***** Records to process *****

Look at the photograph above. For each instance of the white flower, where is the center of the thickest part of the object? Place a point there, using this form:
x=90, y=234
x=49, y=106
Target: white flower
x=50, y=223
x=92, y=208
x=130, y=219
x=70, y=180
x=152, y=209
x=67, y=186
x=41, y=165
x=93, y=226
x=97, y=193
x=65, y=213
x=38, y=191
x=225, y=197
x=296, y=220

*****

→ How to complete this task: In full and word for word, set down the records shown above.

→ Response to the exercise:
Look at the photograph above. For each instance of the white flower, where is the center of the thickest part of the object? Place a point there, using this form:
x=90, y=234
x=49, y=106
Target: white flower
x=50, y=223
x=92, y=208
x=130, y=219
x=70, y=180
x=152, y=209
x=67, y=186
x=41, y=165
x=93, y=226
x=97, y=193
x=65, y=213
x=38, y=191
x=225, y=197
x=296, y=220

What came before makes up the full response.